Natural language region descriptions:
————————
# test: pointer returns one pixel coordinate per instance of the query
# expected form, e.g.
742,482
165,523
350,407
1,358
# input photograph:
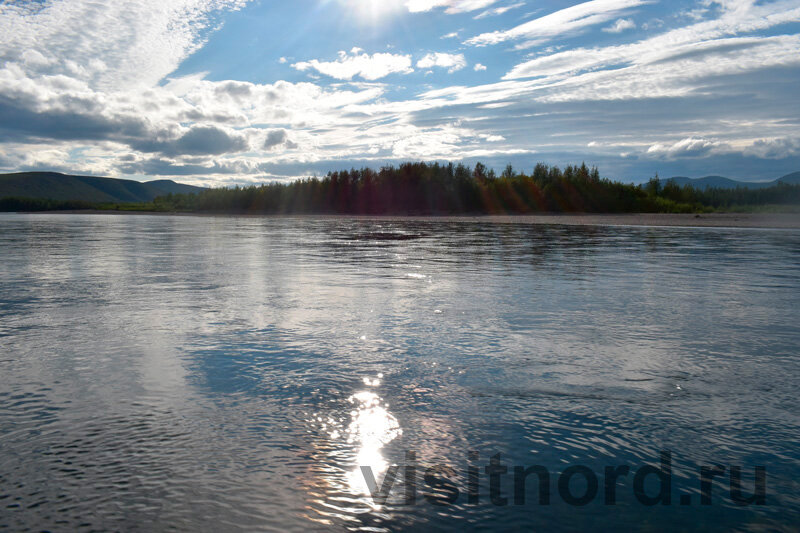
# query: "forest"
448,189
437,189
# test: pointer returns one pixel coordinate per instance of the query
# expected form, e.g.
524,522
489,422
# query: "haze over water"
218,373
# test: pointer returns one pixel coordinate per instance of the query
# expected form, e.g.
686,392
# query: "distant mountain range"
63,187
721,182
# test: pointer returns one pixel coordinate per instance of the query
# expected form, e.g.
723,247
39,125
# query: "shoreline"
711,220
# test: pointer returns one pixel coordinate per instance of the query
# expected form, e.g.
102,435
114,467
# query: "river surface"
234,374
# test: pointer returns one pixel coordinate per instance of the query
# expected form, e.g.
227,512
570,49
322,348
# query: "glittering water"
232,373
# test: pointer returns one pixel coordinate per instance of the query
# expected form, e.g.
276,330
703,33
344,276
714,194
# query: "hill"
63,187
721,182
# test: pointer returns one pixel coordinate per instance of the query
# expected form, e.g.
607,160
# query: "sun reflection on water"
371,427
352,438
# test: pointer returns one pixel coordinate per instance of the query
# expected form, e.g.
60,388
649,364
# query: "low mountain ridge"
64,187
721,182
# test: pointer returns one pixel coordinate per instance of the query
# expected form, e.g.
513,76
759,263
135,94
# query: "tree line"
442,189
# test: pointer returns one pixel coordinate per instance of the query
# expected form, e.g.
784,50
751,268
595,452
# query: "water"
232,373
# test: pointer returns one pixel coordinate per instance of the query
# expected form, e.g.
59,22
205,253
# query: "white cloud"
620,25
498,10
110,45
368,67
452,62
567,20
689,147
453,6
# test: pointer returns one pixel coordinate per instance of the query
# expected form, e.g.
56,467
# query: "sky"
222,92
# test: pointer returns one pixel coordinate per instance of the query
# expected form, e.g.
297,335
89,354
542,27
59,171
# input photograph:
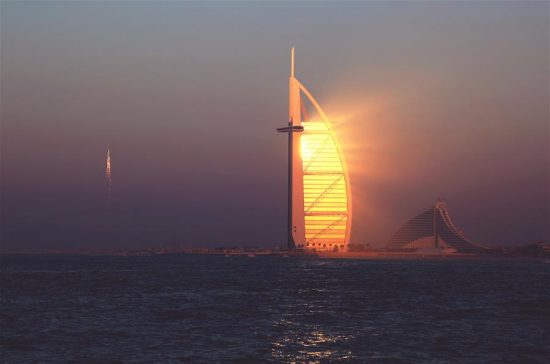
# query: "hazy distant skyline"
434,99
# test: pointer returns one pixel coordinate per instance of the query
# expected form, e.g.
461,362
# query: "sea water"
213,309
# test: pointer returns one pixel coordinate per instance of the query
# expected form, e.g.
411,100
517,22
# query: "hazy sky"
434,99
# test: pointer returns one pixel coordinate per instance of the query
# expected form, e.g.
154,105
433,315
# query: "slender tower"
319,193
108,178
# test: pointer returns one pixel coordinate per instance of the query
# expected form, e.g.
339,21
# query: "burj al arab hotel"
319,193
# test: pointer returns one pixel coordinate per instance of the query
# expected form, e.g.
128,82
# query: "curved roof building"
319,193
432,229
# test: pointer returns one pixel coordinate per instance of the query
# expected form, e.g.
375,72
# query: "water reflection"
312,343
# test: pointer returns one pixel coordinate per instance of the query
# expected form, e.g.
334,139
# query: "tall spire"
108,178
292,64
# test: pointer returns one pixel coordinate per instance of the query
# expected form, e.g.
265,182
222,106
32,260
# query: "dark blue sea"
212,309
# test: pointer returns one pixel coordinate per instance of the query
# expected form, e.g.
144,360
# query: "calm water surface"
210,309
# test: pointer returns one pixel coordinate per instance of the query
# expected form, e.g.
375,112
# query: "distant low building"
432,231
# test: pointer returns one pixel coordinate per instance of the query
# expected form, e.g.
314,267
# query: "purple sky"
434,99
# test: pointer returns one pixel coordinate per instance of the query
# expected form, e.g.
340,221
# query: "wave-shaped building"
432,229
319,193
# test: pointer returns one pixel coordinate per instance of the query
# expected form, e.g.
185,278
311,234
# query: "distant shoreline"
312,255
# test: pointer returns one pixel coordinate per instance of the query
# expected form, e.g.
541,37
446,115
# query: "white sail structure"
320,205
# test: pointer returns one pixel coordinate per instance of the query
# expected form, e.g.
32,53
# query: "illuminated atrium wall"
319,186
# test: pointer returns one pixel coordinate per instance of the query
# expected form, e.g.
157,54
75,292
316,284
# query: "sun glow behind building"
319,187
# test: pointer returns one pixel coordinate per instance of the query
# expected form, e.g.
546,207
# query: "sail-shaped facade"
319,185
432,229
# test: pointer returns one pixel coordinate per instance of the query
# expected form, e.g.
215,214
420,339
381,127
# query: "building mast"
108,178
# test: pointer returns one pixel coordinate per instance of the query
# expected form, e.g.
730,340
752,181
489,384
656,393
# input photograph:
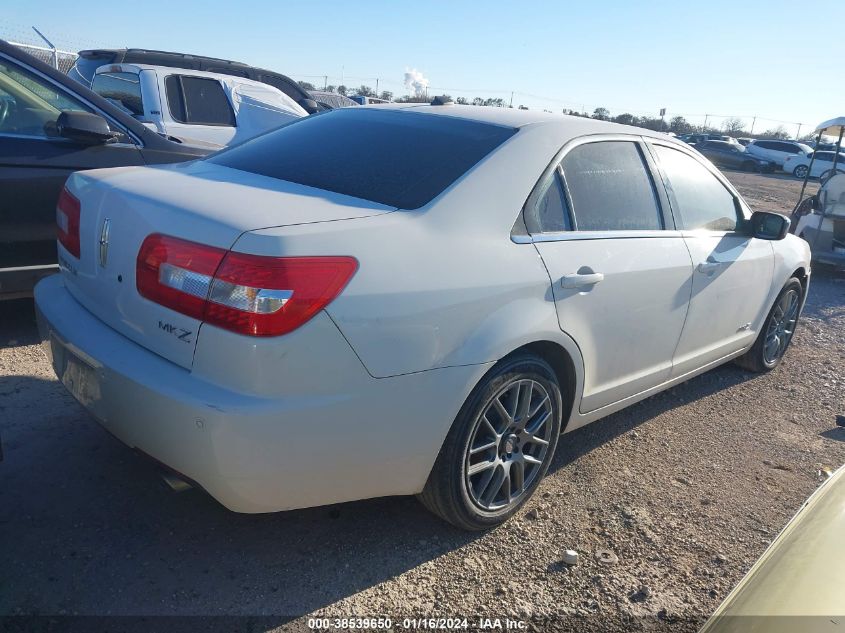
————————
- **About this exercise**
Retype each line above precisely, please. Skip anything that is a picture.

- **Your solution**
# test: pointer returns one pixel coordinate per instance of the query
# expected form, e.g.
742,482
165,523
350,407
1,358
# input photograph:
# query: "forest"
448,189
437,189
# test: pointer returns one pixel coordinate per instance of the query
# expected form, e.g.
524,522
489,422
# query: "haze over water"
218,373
# test: pointer returns one pixel coordinate per instance of the query
# expected form, e.g.
686,392
# query: "distant mountain range"
63,187
721,182
# test: pointer returns one pixel coordinate per instance of the query
# expected form, e.g.
723,247
39,125
# query: "shoreline"
711,220
# test: pointer returns one pixel coordinate per instance of the query
# expected form, e.g.
102,435
114,467
# query: "river surface"
234,374
# test: pointer returns one pixel coordinate per instance of the query
# expected form, e.g.
227,512
570,49
322,348
# query: "glittering water"
232,373
# test: pointer returns one pixel coordinate per instance of the query
# expected form, e.g.
276,330
703,33
344,276
714,194
# query: "hill"
63,187
721,182
# test: pointer returns one pixel coordinate per instance of the query
# expected form, e.g.
607,160
# query: "sun reflection on water"
371,427
352,438
# test: pointer returns one pixel coordinate per instance of the query
# expected form, e.g.
60,388
649,364
# query: "low mountain ridge"
64,187
721,182
# test: pointer returns one pixel coordinate per instance of the query
# expected form, e.g.
513,76
759,263
135,94
# query: "tree line"
442,189
# test: pointer returns one pixel coordinate per instance of the query
# expected form, e.g.
784,50
751,268
595,452
# query: "water"
232,373
# test: pointer returns one pixel coordinate per instance of the query
# expected form, e.g.
59,22
205,253
# query: "white cloud"
620,25
498,10
110,45
368,67
452,62
567,20
689,147
453,6
# test: pointer returns one pixel coordinate per instance of the query
# expected form, e.g.
56,467
# query: "sky"
222,92
# test: pointer returns one pixel coordinate per instance of the query
# expected form, e.g.
297,335
89,354
542,27
59,171
# input photograph:
# query: "hazy distant skyline"
434,99
# test: pointer returns one pixel coordinate per instance of the query
# expected form, e.g.
461,362
# query: "sea water"
213,309
# test: pointer returns one pixel coordinate per instance of the query
# expected form, e.g.
411,100
517,22
# query: "hazy sky"
434,99
# test: pointer returns one pixel coordinate per instance of the query
# expected form, e.g.
154,105
433,315
# query: "slender tower"
319,193
108,178
# test: pointer returns one pixel coordinate per instance of the query
# expected form, e.g.
339,21
# query: "burj al arab hotel"
319,193
# test: pointer returns one pixel coordinate per instance of the query
# expected form, e.g.
128,82
# query: "curved roof building"
319,193
432,229
# test: pointer returns one pixel coordinate per instance of the query
# expected form, e.g.
375,72
# query: "water reflection"
312,343
# test: pointer returns one pixel coordinate per instance of the query
# expected form, e.g.
334,139
# query: "tall spire"
108,178
292,64
# test: pointer returns one pixel coordinate per instance of the query
# expected form, e.g.
265,182
222,106
32,260
# query: "dark blue sea"
212,309
# test: pointer returns one pixel coordinate per instance of the query
# expected form, e.g.
144,360
# query: "calm water surface"
210,309
# test: pointer returns one pixel coordinate per instance of the query
# expected form, e.g.
375,112
# query: "distant low building"
432,231
# test: pointer returns one pixel coordinate per instance of the query
# expected form, e.g.
314,267
# query: "purple sky"
434,99
# test: pointer returns one pixel coordinate per instance of the query
# expected form, e.g.
340,221
# query: "wave-shaped building"
432,229
319,193
# test: pointer returns one pixel coordinate per instance of the query
# expected form, e.g.
185,278
311,234
# query: "distant shoreline"
312,255
# test: pointer returns one pixel coordinate per instance of the query
# expected form, e.g.
541,37
446,115
# query: "white sail structure"
320,205
# test: pointer returns one pixel coordinate per instance of the query
# expected form, e.g.
32,53
# query: "illuminated atrium wall"
319,186
# test: pointer returns one pixel coordinate per instance of the query
# expected form, e.g.
157,54
75,292
316,284
# query: "sun glow behind building"
319,187
# test: pointer returns one pixel coordinate per instance of the query
# expected form, e.g.
546,207
# query: "sail-shaped facade"
319,185
432,229
# test: pointer returns one pixel coordinate per instance of the query
# expected form, e.g.
215,214
420,339
381,127
# query: "building mast"
108,178
# test: pointer returns one pixel coordinate per instance of the query
# expected form, e.g.
730,340
752,181
489,384
656,393
# input photograph:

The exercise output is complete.